* About this task *
Find every line in the records below that contains "green", and copy it.
_ _ _
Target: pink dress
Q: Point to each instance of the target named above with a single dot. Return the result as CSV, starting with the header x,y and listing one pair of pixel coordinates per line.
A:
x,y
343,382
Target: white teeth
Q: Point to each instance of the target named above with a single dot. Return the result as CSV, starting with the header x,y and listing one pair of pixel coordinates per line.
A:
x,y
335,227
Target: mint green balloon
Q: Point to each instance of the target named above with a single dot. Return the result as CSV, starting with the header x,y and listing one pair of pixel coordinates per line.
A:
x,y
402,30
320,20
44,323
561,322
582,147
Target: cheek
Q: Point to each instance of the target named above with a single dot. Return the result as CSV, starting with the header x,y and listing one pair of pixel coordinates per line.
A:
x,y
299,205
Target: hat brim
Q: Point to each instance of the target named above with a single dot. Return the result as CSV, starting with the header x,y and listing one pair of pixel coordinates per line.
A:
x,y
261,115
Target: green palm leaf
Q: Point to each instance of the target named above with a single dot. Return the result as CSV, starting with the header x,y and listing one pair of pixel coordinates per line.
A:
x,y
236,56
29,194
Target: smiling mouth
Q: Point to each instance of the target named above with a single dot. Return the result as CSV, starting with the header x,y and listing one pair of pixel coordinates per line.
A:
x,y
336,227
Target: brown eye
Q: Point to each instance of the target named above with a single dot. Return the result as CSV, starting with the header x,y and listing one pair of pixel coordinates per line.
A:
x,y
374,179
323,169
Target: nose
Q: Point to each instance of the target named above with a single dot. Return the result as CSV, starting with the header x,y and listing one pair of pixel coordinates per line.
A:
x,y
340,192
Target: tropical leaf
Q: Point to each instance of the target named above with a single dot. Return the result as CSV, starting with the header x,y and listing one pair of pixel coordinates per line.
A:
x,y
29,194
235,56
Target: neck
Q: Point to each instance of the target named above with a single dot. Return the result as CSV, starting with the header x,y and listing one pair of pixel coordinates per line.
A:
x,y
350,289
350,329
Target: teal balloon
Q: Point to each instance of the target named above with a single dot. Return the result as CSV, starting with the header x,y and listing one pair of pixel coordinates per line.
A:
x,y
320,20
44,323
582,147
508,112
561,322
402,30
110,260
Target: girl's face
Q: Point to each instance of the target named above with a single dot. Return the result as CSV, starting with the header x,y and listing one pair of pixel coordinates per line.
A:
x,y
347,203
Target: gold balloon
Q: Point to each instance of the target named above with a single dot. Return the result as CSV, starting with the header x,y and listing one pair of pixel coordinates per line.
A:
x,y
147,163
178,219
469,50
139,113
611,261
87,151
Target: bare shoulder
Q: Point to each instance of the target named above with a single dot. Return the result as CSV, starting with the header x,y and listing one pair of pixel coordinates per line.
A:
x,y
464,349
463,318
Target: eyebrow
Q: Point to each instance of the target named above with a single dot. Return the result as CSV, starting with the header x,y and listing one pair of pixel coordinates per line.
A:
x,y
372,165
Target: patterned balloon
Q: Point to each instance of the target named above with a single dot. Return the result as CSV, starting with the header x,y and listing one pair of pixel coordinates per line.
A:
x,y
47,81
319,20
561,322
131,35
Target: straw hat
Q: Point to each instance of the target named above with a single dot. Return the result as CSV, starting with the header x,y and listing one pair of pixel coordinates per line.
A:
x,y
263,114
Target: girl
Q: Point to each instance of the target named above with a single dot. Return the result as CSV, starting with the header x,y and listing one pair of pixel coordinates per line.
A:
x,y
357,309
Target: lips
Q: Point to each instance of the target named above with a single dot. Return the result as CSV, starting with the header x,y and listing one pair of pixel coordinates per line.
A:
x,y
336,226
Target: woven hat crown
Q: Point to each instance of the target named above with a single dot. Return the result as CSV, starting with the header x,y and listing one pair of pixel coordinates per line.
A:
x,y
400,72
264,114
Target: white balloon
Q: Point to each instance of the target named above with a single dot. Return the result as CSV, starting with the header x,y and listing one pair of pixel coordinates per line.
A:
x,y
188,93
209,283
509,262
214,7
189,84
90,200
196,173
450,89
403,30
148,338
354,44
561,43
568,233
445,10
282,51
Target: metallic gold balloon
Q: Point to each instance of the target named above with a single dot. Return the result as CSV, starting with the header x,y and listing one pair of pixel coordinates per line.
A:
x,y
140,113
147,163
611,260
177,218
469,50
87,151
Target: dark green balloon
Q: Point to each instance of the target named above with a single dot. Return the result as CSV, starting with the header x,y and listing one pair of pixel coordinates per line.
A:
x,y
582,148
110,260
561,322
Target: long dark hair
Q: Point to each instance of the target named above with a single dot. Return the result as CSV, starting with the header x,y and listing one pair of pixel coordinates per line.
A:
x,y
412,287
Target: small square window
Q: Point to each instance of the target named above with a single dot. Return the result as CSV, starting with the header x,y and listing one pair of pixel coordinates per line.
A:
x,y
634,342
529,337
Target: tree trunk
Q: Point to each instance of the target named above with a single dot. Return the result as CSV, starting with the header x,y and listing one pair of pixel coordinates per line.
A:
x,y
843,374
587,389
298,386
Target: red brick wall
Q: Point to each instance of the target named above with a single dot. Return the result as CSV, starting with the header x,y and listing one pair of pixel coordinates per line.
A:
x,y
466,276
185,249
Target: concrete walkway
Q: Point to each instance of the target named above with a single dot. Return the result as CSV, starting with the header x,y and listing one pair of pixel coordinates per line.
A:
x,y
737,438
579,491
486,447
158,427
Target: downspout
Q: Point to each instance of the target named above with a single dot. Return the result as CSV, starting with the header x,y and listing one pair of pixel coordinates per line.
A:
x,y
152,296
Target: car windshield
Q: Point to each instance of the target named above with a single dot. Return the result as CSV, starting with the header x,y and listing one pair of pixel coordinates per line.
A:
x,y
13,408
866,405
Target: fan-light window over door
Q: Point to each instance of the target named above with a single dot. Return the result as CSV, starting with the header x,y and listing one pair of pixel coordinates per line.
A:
_ _ _
* Result of this task *
Target: mint green balloon
Target: green palm leaf
Target: dark green balloon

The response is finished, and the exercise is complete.